● Consignes:
[1] Résumez le texte extrait en deux phrases.
[2] Reproduisez le passage du texte extrait qui commence par « 1945. Le monde » et se poursuit jusqu'à « millions de soldats). ».

● Texte extrait:
▬▬▬▬▬▬▬▬▬▬

1945 à 1973. En 7 minutes...


1945. Le monde est en fête. Dans l’allégresse et la joie, partout, on célèbre le formidable élan meurtrier dont l’homme a été capable en moins d’une dizaine d’années. Grâce à toutes les façons possibles, les plus inédites et les moins imaginables pour donner la mort, tous les records détenus par la grande époque 1914-1918 sont dépassés. On arrondit sommairement dans les manuels à 50 millions d’individus tués. 75% sont européens dont 20 millions de Soviétiques. Les victimes civiles s’élèvent à 25 millions dont 5 à 6 millions pour les Juifs dans les camps d’extermination. (La Grande guerre de 1914 qui ne mérite décidément plus son qualificatif atteint des chiffres entre 8 et 10 millions de soldats).

▬▬▬▬▬▬▬▬▬▬

● Éléments:

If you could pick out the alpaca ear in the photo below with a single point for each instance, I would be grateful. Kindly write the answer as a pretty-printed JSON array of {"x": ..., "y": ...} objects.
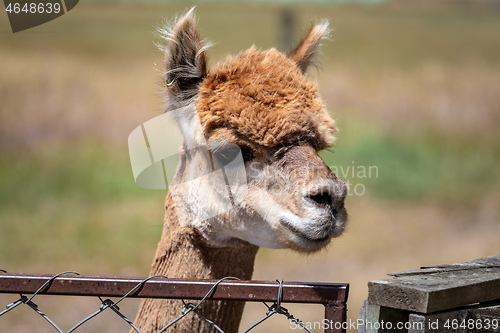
[
  {"x": 185, "y": 59},
  {"x": 305, "y": 52}
]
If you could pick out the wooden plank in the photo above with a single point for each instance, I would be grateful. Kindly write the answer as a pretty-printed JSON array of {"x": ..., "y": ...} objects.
[
  {"x": 468, "y": 320},
  {"x": 378, "y": 319},
  {"x": 445, "y": 288},
  {"x": 486, "y": 262}
]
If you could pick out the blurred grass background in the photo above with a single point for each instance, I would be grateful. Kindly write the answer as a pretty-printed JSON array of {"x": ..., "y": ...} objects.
[{"x": 414, "y": 87}]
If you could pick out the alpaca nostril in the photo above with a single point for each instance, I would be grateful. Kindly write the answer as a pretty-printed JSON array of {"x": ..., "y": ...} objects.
[{"x": 321, "y": 199}]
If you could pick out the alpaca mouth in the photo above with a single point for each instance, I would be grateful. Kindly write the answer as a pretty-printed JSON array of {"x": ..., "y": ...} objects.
[{"x": 317, "y": 238}]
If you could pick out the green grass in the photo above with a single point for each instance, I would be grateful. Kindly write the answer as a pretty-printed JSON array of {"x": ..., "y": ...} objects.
[
  {"x": 414, "y": 166},
  {"x": 76, "y": 207}
]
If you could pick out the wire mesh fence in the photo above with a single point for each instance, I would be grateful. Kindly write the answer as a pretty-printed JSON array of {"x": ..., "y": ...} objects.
[{"x": 332, "y": 295}]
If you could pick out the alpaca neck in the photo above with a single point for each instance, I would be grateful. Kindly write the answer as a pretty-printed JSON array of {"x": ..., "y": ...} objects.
[{"x": 182, "y": 253}]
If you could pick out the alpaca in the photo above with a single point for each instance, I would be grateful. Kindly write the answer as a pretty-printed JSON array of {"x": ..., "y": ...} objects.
[{"x": 260, "y": 106}]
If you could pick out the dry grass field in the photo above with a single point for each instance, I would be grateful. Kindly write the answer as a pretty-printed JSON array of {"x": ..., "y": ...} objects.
[{"x": 415, "y": 89}]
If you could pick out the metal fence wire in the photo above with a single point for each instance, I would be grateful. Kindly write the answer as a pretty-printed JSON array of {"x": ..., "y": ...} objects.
[{"x": 332, "y": 296}]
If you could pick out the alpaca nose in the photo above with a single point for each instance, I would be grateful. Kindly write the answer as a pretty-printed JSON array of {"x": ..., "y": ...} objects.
[
  {"x": 321, "y": 199},
  {"x": 330, "y": 195}
]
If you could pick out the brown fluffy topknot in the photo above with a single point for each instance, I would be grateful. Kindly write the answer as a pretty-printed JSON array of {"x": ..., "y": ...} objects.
[{"x": 264, "y": 97}]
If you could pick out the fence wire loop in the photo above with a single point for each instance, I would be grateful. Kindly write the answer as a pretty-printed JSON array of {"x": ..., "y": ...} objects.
[{"x": 49, "y": 281}]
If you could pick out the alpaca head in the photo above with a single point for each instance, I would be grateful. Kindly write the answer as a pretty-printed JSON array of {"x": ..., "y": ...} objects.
[{"x": 258, "y": 107}]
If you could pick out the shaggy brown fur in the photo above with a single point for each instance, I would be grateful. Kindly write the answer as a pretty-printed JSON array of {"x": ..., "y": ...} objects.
[{"x": 265, "y": 98}]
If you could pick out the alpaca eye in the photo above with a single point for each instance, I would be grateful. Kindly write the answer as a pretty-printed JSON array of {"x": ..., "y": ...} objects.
[
  {"x": 247, "y": 155},
  {"x": 227, "y": 155}
]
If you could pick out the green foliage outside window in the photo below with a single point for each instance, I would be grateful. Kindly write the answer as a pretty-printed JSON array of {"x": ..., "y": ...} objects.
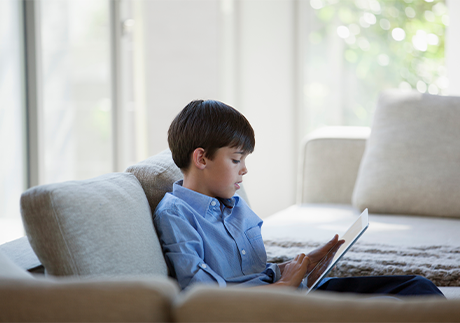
[{"x": 384, "y": 44}]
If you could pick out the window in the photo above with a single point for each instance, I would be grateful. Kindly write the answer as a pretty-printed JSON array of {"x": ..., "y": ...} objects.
[
  {"x": 12, "y": 130},
  {"x": 76, "y": 120},
  {"x": 357, "y": 48}
]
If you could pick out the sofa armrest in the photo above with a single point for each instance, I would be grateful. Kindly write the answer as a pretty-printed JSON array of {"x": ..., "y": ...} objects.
[
  {"x": 120, "y": 299},
  {"x": 329, "y": 163}
]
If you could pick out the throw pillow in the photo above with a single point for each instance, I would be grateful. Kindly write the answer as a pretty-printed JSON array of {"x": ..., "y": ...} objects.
[{"x": 100, "y": 226}]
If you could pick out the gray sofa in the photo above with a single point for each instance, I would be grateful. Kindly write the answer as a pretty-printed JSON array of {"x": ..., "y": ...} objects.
[{"x": 97, "y": 243}]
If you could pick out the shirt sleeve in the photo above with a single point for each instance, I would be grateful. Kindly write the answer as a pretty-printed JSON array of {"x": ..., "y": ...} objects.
[{"x": 183, "y": 248}]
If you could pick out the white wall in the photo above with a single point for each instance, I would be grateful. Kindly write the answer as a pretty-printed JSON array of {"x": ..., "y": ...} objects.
[{"x": 181, "y": 60}]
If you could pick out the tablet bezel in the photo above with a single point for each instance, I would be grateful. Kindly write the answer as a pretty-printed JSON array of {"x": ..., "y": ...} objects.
[{"x": 364, "y": 220}]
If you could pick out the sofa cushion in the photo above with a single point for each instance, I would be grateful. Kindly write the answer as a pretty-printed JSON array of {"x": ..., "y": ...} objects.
[
  {"x": 329, "y": 163},
  {"x": 8, "y": 269},
  {"x": 157, "y": 175},
  {"x": 412, "y": 159},
  {"x": 99, "y": 226},
  {"x": 142, "y": 299},
  {"x": 237, "y": 304}
]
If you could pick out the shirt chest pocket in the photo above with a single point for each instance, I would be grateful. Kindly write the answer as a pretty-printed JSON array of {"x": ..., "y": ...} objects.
[{"x": 254, "y": 237}]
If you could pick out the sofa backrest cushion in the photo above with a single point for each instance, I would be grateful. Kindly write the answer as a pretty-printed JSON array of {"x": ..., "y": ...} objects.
[
  {"x": 100, "y": 226},
  {"x": 329, "y": 163},
  {"x": 157, "y": 175},
  {"x": 411, "y": 164},
  {"x": 8, "y": 269}
]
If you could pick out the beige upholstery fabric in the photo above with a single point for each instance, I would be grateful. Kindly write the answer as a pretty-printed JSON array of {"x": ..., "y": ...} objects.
[
  {"x": 8, "y": 269},
  {"x": 120, "y": 300},
  {"x": 212, "y": 304},
  {"x": 329, "y": 163},
  {"x": 157, "y": 175},
  {"x": 411, "y": 164},
  {"x": 99, "y": 226}
]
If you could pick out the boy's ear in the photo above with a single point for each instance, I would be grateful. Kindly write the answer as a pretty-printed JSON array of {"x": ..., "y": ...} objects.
[{"x": 198, "y": 158}]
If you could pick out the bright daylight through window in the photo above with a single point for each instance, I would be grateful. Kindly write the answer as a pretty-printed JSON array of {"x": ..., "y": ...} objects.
[{"x": 356, "y": 48}]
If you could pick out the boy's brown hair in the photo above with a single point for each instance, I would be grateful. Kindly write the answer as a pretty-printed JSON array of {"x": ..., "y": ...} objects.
[{"x": 209, "y": 125}]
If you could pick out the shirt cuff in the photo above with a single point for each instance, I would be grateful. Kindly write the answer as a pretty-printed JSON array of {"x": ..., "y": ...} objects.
[{"x": 273, "y": 271}]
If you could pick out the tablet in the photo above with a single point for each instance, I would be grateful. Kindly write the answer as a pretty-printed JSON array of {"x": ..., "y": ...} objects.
[{"x": 350, "y": 237}]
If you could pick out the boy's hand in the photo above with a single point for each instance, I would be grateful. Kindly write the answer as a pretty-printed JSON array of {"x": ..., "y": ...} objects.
[
  {"x": 293, "y": 272},
  {"x": 316, "y": 267}
]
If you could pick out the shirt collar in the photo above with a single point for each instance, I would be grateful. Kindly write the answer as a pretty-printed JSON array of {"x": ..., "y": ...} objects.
[{"x": 198, "y": 201}]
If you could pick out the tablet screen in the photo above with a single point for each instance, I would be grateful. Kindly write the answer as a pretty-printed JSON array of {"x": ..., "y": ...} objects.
[{"x": 330, "y": 260}]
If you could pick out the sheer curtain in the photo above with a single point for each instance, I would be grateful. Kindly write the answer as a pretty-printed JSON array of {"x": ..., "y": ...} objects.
[{"x": 12, "y": 130}]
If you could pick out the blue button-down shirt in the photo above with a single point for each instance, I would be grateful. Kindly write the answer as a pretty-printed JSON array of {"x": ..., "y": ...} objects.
[{"x": 211, "y": 240}]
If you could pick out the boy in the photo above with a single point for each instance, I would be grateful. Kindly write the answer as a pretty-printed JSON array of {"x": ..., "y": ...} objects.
[{"x": 208, "y": 233}]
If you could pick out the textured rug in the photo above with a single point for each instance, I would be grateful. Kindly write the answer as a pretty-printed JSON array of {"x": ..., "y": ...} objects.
[{"x": 440, "y": 264}]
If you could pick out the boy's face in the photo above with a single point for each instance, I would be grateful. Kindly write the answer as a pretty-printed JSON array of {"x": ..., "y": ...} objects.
[{"x": 223, "y": 174}]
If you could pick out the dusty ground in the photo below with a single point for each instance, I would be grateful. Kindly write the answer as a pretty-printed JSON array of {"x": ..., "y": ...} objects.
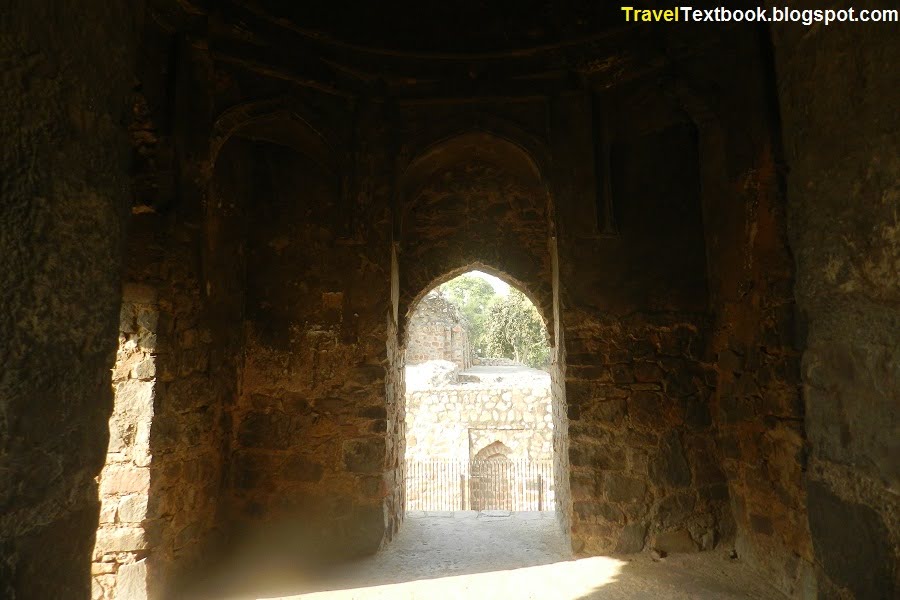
[{"x": 468, "y": 555}]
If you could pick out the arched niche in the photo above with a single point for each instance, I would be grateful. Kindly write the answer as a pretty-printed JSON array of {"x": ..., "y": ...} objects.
[
  {"x": 474, "y": 200},
  {"x": 545, "y": 312}
]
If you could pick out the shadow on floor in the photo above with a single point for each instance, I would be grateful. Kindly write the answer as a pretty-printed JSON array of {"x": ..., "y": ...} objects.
[{"x": 486, "y": 555}]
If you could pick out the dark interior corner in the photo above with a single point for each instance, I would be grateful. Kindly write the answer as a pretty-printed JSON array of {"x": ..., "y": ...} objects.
[{"x": 217, "y": 218}]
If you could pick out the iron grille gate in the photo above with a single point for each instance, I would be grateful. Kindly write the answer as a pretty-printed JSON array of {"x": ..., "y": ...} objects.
[{"x": 443, "y": 484}]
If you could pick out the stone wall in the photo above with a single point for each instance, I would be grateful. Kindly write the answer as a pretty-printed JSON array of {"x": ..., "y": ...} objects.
[
  {"x": 121, "y": 549},
  {"x": 438, "y": 332},
  {"x": 65, "y": 171},
  {"x": 841, "y": 146},
  {"x": 456, "y": 422},
  {"x": 309, "y": 441},
  {"x": 642, "y": 455}
]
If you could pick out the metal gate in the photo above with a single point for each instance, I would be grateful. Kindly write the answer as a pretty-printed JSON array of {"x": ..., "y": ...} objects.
[{"x": 492, "y": 484}]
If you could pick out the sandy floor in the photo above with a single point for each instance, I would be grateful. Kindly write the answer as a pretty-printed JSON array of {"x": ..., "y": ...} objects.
[{"x": 493, "y": 554}]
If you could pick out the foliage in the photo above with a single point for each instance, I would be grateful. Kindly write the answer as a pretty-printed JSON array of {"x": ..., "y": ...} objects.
[
  {"x": 514, "y": 329},
  {"x": 472, "y": 295},
  {"x": 499, "y": 326}
]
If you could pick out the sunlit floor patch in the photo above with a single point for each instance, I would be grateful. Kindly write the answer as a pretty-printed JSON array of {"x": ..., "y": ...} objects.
[
  {"x": 495, "y": 555},
  {"x": 563, "y": 581}
]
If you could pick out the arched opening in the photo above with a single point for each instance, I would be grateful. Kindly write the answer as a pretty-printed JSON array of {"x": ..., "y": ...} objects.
[{"x": 479, "y": 415}]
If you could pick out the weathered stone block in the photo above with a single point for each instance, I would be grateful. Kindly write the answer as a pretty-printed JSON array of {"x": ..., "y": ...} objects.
[
  {"x": 120, "y": 539},
  {"x": 300, "y": 468},
  {"x": 124, "y": 480},
  {"x": 852, "y": 543},
  {"x": 670, "y": 467},
  {"x": 621, "y": 488},
  {"x": 133, "y": 508},
  {"x": 631, "y": 540},
  {"x": 364, "y": 455},
  {"x": 132, "y": 581},
  {"x": 674, "y": 542}
]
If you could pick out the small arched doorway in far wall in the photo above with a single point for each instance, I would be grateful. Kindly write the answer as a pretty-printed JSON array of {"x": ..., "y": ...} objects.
[{"x": 478, "y": 402}]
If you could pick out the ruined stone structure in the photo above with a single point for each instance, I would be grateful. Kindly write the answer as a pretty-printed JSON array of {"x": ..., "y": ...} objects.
[
  {"x": 249, "y": 198},
  {"x": 437, "y": 331},
  {"x": 459, "y": 421}
]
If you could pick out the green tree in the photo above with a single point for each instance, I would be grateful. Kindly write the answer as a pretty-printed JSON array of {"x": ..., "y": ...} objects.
[
  {"x": 473, "y": 296},
  {"x": 514, "y": 329}
]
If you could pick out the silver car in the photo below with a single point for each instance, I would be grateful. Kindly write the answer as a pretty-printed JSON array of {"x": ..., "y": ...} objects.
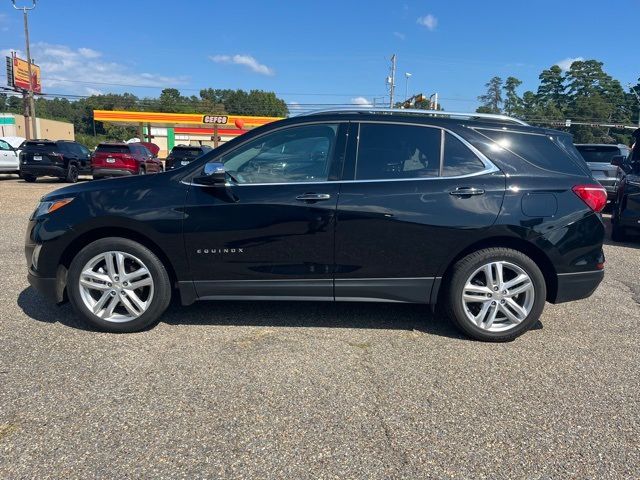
[{"x": 598, "y": 157}]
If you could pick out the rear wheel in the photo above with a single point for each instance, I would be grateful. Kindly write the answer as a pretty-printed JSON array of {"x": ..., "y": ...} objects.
[
  {"x": 118, "y": 285},
  {"x": 495, "y": 294},
  {"x": 72, "y": 174}
]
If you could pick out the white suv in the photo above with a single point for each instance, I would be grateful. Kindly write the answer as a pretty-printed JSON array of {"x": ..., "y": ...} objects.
[{"x": 10, "y": 154}]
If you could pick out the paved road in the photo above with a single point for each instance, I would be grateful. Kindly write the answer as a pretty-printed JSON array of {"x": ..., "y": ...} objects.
[{"x": 314, "y": 390}]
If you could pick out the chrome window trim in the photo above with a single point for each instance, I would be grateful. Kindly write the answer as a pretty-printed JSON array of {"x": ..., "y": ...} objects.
[{"x": 489, "y": 166}]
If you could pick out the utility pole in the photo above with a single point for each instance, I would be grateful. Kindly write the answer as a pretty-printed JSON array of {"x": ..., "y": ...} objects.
[
  {"x": 32, "y": 104},
  {"x": 638, "y": 99},
  {"x": 407, "y": 76},
  {"x": 392, "y": 85}
]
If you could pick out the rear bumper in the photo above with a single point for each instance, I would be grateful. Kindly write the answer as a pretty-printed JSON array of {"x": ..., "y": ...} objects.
[
  {"x": 111, "y": 172},
  {"x": 576, "y": 286},
  {"x": 43, "y": 170}
]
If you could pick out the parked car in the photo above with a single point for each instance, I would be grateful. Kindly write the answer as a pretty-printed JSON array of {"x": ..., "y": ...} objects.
[
  {"x": 123, "y": 159},
  {"x": 10, "y": 154},
  {"x": 625, "y": 217},
  {"x": 598, "y": 158},
  {"x": 182, "y": 155},
  {"x": 481, "y": 213},
  {"x": 64, "y": 159}
]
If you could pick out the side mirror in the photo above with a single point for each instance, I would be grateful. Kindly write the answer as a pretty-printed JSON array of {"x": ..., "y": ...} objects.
[
  {"x": 213, "y": 174},
  {"x": 618, "y": 160}
]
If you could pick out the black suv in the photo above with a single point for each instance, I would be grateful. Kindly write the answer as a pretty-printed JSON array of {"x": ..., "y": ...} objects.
[
  {"x": 64, "y": 159},
  {"x": 625, "y": 217},
  {"x": 182, "y": 155},
  {"x": 483, "y": 214}
]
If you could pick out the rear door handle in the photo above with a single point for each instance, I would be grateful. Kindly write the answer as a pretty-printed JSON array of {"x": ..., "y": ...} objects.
[
  {"x": 313, "y": 197},
  {"x": 466, "y": 191}
]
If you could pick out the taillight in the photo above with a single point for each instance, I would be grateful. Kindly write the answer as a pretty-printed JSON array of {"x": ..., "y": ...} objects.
[{"x": 595, "y": 196}]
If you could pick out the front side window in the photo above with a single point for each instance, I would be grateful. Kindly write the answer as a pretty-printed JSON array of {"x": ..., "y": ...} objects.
[
  {"x": 458, "y": 159},
  {"x": 393, "y": 151},
  {"x": 296, "y": 154}
]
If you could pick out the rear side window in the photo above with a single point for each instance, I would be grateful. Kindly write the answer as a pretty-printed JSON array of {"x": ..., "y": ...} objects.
[
  {"x": 542, "y": 151},
  {"x": 598, "y": 153},
  {"x": 39, "y": 146},
  {"x": 113, "y": 148},
  {"x": 458, "y": 159},
  {"x": 388, "y": 151}
]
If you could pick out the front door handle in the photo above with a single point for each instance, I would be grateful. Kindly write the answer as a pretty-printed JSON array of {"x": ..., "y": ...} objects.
[
  {"x": 313, "y": 197},
  {"x": 466, "y": 191}
]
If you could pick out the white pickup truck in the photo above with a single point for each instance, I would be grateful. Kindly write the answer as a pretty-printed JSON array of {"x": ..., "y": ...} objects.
[{"x": 10, "y": 154}]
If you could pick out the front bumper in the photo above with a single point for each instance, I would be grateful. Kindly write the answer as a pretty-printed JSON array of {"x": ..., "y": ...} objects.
[
  {"x": 111, "y": 172},
  {"x": 576, "y": 286},
  {"x": 43, "y": 170}
]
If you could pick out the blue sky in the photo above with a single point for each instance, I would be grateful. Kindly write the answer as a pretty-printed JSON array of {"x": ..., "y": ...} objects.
[{"x": 318, "y": 52}]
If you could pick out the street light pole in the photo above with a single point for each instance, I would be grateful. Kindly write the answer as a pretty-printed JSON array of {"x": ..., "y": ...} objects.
[
  {"x": 32, "y": 105},
  {"x": 407, "y": 76}
]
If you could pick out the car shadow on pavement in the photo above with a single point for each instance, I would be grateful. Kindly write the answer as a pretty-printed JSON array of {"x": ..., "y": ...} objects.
[
  {"x": 38, "y": 308},
  {"x": 391, "y": 316}
]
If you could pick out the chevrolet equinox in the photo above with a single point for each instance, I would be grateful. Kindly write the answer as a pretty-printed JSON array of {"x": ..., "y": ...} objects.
[{"x": 483, "y": 214}]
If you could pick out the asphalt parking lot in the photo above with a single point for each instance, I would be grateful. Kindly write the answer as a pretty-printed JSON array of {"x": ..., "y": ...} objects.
[{"x": 314, "y": 390}]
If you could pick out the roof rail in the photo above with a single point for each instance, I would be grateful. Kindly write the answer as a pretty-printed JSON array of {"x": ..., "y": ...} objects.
[{"x": 434, "y": 113}]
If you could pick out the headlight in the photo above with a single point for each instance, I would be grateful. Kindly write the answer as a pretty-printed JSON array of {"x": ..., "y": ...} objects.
[{"x": 50, "y": 206}]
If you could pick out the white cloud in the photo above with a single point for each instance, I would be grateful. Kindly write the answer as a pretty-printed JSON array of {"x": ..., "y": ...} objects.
[
  {"x": 82, "y": 71},
  {"x": 428, "y": 21},
  {"x": 566, "y": 63},
  {"x": 245, "y": 60},
  {"x": 89, "y": 53},
  {"x": 361, "y": 101}
]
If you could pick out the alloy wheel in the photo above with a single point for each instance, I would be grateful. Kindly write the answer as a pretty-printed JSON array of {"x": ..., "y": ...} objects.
[
  {"x": 116, "y": 286},
  {"x": 498, "y": 296}
]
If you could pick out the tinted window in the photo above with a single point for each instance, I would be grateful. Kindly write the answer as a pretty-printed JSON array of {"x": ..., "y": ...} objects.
[
  {"x": 297, "y": 154},
  {"x": 599, "y": 153},
  {"x": 458, "y": 159},
  {"x": 33, "y": 146},
  {"x": 113, "y": 148},
  {"x": 387, "y": 151},
  {"x": 543, "y": 151},
  {"x": 186, "y": 153}
]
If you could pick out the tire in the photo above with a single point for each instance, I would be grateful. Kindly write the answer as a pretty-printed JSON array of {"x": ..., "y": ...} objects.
[
  {"x": 468, "y": 275},
  {"x": 72, "y": 174},
  {"x": 109, "y": 286},
  {"x": 618, "y": 234}
]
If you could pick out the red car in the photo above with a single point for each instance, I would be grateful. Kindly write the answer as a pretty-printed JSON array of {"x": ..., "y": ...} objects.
[{"x": 122, "y": 159}]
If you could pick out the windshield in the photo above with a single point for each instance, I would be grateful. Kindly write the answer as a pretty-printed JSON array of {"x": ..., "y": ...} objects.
[{"x": 602, "y": 154}]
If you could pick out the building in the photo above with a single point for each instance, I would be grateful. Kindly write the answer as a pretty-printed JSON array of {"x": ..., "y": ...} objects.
[
  {"x": 171, "y": 129},
  {"x": 12, "y": 125}
]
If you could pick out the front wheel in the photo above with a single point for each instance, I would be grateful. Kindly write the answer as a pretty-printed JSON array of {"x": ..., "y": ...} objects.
[
  {"x": 495, "y": 294},
  {"x": 118, "y": 285}
]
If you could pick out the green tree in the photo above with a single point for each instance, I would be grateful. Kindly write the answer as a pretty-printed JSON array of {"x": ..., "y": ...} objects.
[
  {"x": 491, "y": 101},
  {"x": 552, "y": 87},
  {"x": 513, "y": 104}
]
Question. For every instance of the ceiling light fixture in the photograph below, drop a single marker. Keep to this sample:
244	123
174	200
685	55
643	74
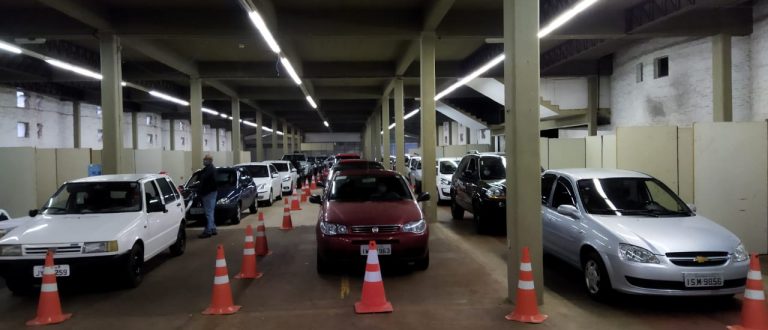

▬▬▬▬▬▬▬▬▬▬

● Réponses fournies:
[1] En 1945, on célèbre l'élan meurtrier dont l'homme a été capable en moins d'une dizaine d'années, qui dépasse tous les records de la période 1914-1918. Les manuels arrondissent à 50 millions le nombre de tués, dont 75 % d'Européens, 20 millions de Soviétiques et 25 millions de civils, parmi lesquels 5 à 6 millions de Juifs morts dans les camps d'extermination.

[2]
1945. Le monde est en fête. Dans l’allégresse et la joie, partout, on célèbre le formidable élan meurtrier dont l’homme a été capable en moins d’une dizaine d’années. Grâce à toutes les façons possibles, les plus inédites et les moins imaginables pour donner la mort, tous les records détenus par la grande époque 1914-1918 sont dépassés. On arrondit sommairement dans les manuels à 50 millions d’individus tués. 75% sont européens dont 20 millions de Soviétiques. Les victimes civiles s’élèvent à 25 millions dont 5 à 6 millions pour les Juifs dans les camps d’extermination. (La Grande guerre de 1914 qui ne mérite décidément plus son qualificatif atteint des chiffres entre 8 et 10 millions de soldats).